» **Given data**:
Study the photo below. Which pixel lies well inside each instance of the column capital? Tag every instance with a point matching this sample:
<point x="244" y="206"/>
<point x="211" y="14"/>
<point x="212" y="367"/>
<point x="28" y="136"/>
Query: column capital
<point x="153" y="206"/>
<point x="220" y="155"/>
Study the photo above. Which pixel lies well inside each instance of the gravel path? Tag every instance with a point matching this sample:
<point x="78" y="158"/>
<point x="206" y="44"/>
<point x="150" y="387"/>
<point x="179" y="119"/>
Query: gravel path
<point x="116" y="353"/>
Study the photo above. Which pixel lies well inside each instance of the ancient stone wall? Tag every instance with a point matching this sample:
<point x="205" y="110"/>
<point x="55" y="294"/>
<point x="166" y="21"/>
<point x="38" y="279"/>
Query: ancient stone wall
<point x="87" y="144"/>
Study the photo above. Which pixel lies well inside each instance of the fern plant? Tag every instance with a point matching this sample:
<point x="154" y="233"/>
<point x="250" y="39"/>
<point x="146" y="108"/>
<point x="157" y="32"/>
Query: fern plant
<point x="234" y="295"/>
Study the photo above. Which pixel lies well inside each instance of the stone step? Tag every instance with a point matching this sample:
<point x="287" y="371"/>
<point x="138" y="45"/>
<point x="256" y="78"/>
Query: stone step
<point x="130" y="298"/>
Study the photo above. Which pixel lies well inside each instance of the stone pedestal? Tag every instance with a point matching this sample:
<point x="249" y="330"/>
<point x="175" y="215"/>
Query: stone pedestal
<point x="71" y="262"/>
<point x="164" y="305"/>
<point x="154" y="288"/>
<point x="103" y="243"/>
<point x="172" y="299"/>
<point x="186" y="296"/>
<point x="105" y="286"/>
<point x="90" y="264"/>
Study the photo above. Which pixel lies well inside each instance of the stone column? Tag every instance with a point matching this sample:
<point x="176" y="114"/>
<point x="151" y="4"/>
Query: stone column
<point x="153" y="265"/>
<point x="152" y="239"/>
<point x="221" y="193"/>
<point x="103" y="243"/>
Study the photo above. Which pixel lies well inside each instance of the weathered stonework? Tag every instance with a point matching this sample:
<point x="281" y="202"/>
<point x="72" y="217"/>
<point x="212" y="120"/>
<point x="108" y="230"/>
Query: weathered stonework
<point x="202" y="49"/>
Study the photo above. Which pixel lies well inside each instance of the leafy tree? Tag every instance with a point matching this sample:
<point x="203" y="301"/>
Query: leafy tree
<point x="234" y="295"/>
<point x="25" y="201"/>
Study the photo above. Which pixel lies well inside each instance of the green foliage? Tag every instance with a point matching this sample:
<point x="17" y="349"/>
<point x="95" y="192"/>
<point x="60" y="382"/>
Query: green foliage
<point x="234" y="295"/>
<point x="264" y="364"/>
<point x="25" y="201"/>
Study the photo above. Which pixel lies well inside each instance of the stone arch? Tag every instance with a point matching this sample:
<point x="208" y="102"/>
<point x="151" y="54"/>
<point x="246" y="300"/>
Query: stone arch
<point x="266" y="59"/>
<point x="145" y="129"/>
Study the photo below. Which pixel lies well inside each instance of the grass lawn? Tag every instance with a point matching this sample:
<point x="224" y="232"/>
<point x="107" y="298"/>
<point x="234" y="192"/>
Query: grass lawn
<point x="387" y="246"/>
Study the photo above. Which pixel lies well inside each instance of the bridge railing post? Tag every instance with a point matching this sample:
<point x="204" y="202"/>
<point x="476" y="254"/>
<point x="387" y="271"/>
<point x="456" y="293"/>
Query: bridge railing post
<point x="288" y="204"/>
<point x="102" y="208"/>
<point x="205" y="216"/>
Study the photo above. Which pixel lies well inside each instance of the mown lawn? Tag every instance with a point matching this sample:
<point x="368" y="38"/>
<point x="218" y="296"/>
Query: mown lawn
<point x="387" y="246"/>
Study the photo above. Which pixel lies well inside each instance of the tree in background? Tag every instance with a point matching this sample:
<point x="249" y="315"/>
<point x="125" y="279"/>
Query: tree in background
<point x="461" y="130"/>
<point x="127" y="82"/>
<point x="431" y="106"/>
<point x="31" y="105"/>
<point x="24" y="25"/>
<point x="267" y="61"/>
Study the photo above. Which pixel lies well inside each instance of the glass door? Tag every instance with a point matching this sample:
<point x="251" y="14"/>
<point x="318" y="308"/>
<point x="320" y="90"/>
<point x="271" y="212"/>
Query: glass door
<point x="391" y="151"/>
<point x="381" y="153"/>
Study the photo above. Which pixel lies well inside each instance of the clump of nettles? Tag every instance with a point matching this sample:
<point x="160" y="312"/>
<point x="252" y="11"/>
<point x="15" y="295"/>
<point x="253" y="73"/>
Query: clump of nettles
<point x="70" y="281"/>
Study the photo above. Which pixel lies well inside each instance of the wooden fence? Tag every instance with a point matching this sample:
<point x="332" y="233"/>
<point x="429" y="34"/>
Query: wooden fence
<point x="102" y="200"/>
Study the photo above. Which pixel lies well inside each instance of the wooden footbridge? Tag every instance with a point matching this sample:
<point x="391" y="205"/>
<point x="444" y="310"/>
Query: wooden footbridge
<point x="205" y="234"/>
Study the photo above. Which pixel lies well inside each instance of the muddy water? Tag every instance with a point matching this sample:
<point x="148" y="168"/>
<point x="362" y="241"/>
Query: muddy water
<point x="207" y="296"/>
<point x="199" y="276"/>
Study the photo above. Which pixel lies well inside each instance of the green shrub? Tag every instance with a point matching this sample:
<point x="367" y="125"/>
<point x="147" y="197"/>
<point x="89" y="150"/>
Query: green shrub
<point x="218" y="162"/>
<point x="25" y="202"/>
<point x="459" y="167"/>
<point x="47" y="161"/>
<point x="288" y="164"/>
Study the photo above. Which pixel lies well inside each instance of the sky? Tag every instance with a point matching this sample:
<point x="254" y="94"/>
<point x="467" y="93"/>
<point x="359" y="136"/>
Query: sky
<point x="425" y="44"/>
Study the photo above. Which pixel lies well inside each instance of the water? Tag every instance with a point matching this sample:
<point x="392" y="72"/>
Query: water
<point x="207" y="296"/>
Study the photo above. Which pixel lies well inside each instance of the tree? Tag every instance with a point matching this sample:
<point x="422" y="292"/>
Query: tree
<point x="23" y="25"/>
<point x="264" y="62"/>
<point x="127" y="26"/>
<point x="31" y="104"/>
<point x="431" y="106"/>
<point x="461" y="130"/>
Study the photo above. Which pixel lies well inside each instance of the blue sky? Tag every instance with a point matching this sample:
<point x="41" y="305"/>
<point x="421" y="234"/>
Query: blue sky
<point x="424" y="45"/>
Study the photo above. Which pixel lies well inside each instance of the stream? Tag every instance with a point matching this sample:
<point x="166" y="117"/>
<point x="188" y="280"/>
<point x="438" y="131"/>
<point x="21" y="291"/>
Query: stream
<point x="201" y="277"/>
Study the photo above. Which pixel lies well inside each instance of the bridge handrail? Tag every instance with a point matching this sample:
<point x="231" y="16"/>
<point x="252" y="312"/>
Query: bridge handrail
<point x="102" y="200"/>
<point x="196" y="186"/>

» **Task requirements**: Whatever is in the entries above, write it out exactly.

» **Response**:
Study the photo below. Which pixel lies well inside each instance of the column capital? Tag every instance with a point matching this sample:
<point x="244" y="206"/>
<point x="211" y="14"/>
<point x="212" y="367"/>
<point x="28" y="136"/>
Query: column capital
<point x="153" y="206"/>
<point x="220" y="155"/>
Study the photo above. Which pixel lies well inside each instance of the gravel path? Tag every instance with a point matching this sample:
<point x="78" y="158"/>
<point x="206" y="44"/>
<point x="150" y="387"/>
<point x="179" y="119"/>
Query: gravel path
<point x="116" y="353"/>
Study the photo above. Which pixel lies well inside each instance of the ancient stone wall? Tag every instance with a point matching this sample:
<point x="205" y="110"/>
<point x="55" y="294"/>
<point x="166" y="21"/>
<point x="38" y="279"/>
Query: ancient stone wall
<point x="87" y="144"/>
Study the photo above. Which pixel lies well inside each instance of the fern plant? Tag every instance with a point matching this sample:
<point x="154" y="233"/>
<point x="250" y="39"/>
<point x="146" y="108"/>
<point x="157" y="32"/>
Query: fern plant
<point x="234" y="295"/>
Study the photo above. Which pixel lies well inside each instance of the stone step? Tag every instance with a point matching this sample:
<point x="287" y="371"/>
<point x="138" y="45"/>
<point x="256" y="78"/>
Query: stone step
<point x="130" y="298"/>
Study the photo above. Which pixel lies well inside each instance of the stone pedestal? Tag every instance with a point matching this sample:
<point x="249" y="330"/>
<point x="175" y="215"/>
Query: stone pedestal
<point x="71" y="262"/>
<point x="164" y="305"/>
<point x="154" y="288"/>
<point x="103" y="243"/>
<point x="172" y="299"/>
<point x="186" y="296"/>
<point x="105" y="286"/>
<point x="90" y="264"/>
Study the photo above. Which pixel lies well inside each instance of the stone column? Tag every instance with a point matching this sample:
<point x="176" y="114"/>
<point x="151" y="4"/>
Query: stone column
<point x="153" y="265"/>
<point x="152" y="239"/>
<point x="221" y="193"/>
<point x="103" y="243"/>
Study the photo above. Which pixel lies well inside each instance of the weathered stonework? Tag every instance with a point matching this sample:
<point x="281" y="202"/>
<point x="72" y="217"/>
<point x="212" y="120"/>
<point x="108" y="230"/>
Query: weathered stonework
<point x="202" y="49"/>
Study the photo above. Which pixel lies well inside each instance of the leafy tree? Tag every instance with a point matching this sample:
<point x="203" y="301"/>
Query: leafy tree
<point x="234" y="295"/>
<point x="25" y="201"/>
Study the photo above. Which pixel lies well inside each instance of the green foliage? Tag every instance with a point matching this sample:
<point x="17" y="349"/>
<point x="95" y="192"/>
<point x="60" y="382"/>
Query: green foliage
<point x="234" y="295"/>
<point x="264" y="364"/>
<point x="25" y="201"/>
Study the photo above. Which pixel lies well inside each instance of the stone arch? Tag every instance with a point matching this sample:
<point x="208" y="102"/>
<point x="151" y="54"/>
<point x="246" y="300"/>
Query: stone arch
<point x="266" y="59"/>
<point x="145" y="129"/>
Study the photo below. Which pixel lies well inside each instance of the grass lawn? Tag every instance with a point matching this sample:
<point x="224" y="232"/>
<point x="107" y="298"/>
<point x="234" y="192"/>
Query: grass lawn
<point x="387" y="246"/>
Study the photo above. Which pixel lies well inside each instance of the bridge railing post? Tag every instance with a point matching this sample:
<point x="204" y="202"/>
<point x="476" y="254"/>
<point x="387" y="271"/>
<point x="456" y="293"/>
Query: bridge railing post
<point x="288" y="204"/>
<point x="102" y="208"/>
<point x="205" y="216"/>
Study the photo above. Which pixel lies well inside each instance of the mown lawn? Tag every instance with a point matching this sample:
<point x="368" y="38"/>
<point x="218" y="296"/>
Query: mown lawn
<point x="387" y="246"/>
Study the photo above. Which pixel lies well inside each instance of the tree in background? Tag every instance with a point matching this sample:
<point x="249" y="315"/>
<point x="125" y="279"/>
Query: tree in background
<point x="461" y="130"/>
<point x="127" y="82"/>
<point x="431" y="106"/>
<point x="31" y="105"/>
<point x="24" y="25"/>
<point x="267" y="61"/>
Study the photo above. Which pixel lies well inside each instance of the glass door? Tag every instance with a point matching this sample:
<point x="251" y="14"/>
<point x="318" y="308"/>
<point x="320" y="90"/>
<point x="271" y="212"/>
Query: glass door
<point x="391" y="151"/>
<point x="381" y="153"/>
Study the photo above. Which pixel lies well inside each instance of the clump of nettles? Tag every instance with a point matching this sample:
<point x="160" y="312"/>
<point x="252" y="11"/>
<point x="15" y="295"/>
<point x="253" y="73"/>
Query: clump of nettles
<point x="70" y="281"/>
Study the photo above. Which pixel lies well inside each instance of the wooden fence? Tag every instance with a point matching this sample:
<point x="332" y="233"/>
<point x="429" y="34"/>
Query: wooden fence
<point x="102" y="200"/>
Study the photo above. Which pixel lies well inside each instance of the wooden footbridge? Tag every instance with a point matching this sample:
<point x="391" y="205"/>
<point x="444" y="310"/>
Query: wooden footbridge
<point x="205" y="234"/>
Study the photo above. Which pixel lies well inside each instance of the muddy water? Tag every instance with a point matching this sample:
<point x="148" y="168"/>
<point x="362" y="241"/>
Query: muddy water
<point x="207" y="296"/>
<point x="199" y="276"/>
Study the photo above. Which pixel lies well inside each instance of the green shrub? Tag every instance with a point matching this sample:
<point x="367" y="125"/>
<point x="147" y="197"/>
<point x="89" y="150"/>
Query: green shrub
<point x="218" y="162"/>
<point x="25" y="202"/>
<point x="459" y="167"/>
<point x="47" y="161"/>
<point x="288" y="164"/>
Study the photo above. Which pixel lies well inside each instance of the sky? Tag every instance with a point matching this sample:
<point x="254" y="94"/>
<point x="467" y="93"/>
<point x="359" y="136"/>
Query: sky
<point x="425" y="44"/>
Study the photo above. Which pixel lies well inside each instance of the water? Tag every instance with a point matching this sample:
<point x="392" y="72"/>
Query: water
<point x="207" y="296"/>
Study the photo above. Which pixel lies well inside each instance of the tree? Tag every instance with a point matching this sample:
<point x="422" y="292"/>
Query: tree
<point x="23" y="25"/>
<point x="264" y="62"/>
<point x="127" y="26"/>
<point x="31" y="104"/>
<point x="431" y="106"/>
<point x="461" y="130"/>
Study the photo above. Which pixel lies well inside each instance of the blue sky? Tag every instance with a point matching this sample:
<point x="41" y="305"/>
<point x="421" y="234"/>
Query: blue sky
<point x="424" y="45"/>
Study the photo above. Which pixel lies well inside each instance of the stream? Tag every instance with a point matching this sample:
<point x="166" y="117"/>
<point x="188" y="280"/>
<point x="438" y="131"/>
<point x="21" y="291"/>
Query: stream
<point x="201" y="277"/>
Study the photo above. Which pixel lies well inside each instance of the bridge handrail? Tag every instance with a point matching this sample:
<point x="231" y="16"/>
<point x="252" y="312"/>
Query: bridge handrail
<point x="102" y="200"/>
<point x="196" y="186"/>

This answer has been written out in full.